───── WORKING DATA

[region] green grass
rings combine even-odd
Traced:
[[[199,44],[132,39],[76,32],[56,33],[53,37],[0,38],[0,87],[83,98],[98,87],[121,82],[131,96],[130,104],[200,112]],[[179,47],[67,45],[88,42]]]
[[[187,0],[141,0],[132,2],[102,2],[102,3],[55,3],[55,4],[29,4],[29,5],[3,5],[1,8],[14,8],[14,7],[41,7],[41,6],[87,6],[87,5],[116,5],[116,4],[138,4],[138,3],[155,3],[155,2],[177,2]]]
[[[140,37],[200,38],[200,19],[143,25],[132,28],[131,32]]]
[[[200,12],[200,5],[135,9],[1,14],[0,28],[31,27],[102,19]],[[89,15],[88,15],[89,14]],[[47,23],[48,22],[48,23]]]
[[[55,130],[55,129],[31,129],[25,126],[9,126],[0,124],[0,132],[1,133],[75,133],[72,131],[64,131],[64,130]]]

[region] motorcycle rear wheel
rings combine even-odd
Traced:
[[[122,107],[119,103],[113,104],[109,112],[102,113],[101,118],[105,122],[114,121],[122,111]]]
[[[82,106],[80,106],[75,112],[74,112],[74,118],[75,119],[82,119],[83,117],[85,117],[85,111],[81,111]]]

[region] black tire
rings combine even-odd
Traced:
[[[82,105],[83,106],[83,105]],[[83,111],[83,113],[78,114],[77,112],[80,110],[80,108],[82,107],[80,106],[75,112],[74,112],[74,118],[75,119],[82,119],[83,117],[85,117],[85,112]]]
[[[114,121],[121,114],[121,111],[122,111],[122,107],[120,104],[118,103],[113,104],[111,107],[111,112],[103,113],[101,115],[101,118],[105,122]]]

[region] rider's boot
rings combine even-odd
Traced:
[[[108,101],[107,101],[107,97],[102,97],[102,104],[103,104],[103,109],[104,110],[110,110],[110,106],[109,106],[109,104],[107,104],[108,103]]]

──────────

OBJECTIVE: Turn all the lines above into a numbered list, skipping the blank ones.

COMPLETE OUTPUT:
1. [region] green grass
2. rings combine even-odd
3. Traced:
4. [[[199,44],[132,39],[76,32],[56,33],[53,37],[0,38],[0,87],[83,98],[98,87],[121,82],[131,96],[130,104],[200,112]],[[179,47],[67,45],[88,42]]]
5. [[[187,0],[141,0],[132,2],[102,2],[102,3],[55,3],[55,4],[29,4],[29,5],[3,5],[1,8],[14,8],[14,7],[41,7],[41,6],[87,6],[87,5],[116,5],[116,4],[138,4],[138,3],[155,3],[155,2],[177,2]]]
6. [[[140,37],[200,38],[200,19],[143,25],[132,28],[131,32]]]
7. [[[200,12],[200,5],[135,9],[1,14],[0,28],[31,27],[102,19]],[[89,15],[88,15],[89,14]],[[47,23],[48,22],[48,23]]]
8. [[[55,130],[55,129],[31,129],[25,126],[9,126],[0,124],[0,132],[1,133],[75,133],[72,131],[64,131],[64,130]]]
9. [region] motorcycle rear wheel
10. rings combine even-odd
11. Traced:
12. [[[122,107],[119,103],[113,104],[109,112],[102,113],[101,118],[105,122],[114,121],[122,111]]]
13. [[[82,106],[80,106],[75,112],[74,112],[74,118],[75,119],[82,119],[83,117],[85,117],[85,111],[81,111]]]
14. [region] black tire
15. rings combine even-odd
16. Traced:
17. [[[82,105],[83,106],[83,105]],[[83,111],[83,113],[78,114],[77,112],[80,110],[80,108],[82,107],[80,106],[75,112],[74,112],[74,118],[75,119],[82,119],[83,117],[85,117],[85,112]]]
18. [[[114,121],[121,114],[121,111],[122,111],[122,107],[120,104],[118,103],[113,104],[111,107],[111,112],[103,113],[101,115],[101,118],[105,122]]]
19. [region] rider's boot
20. rings combine even-odd
21. Traced:
22. [[[108,101],[107,101],[107,97],[102,97],[102,104],[103,104],[103,109],[104,110],[110,110],[110,106],[109,106],[109,104],[107,104],[108,103]]]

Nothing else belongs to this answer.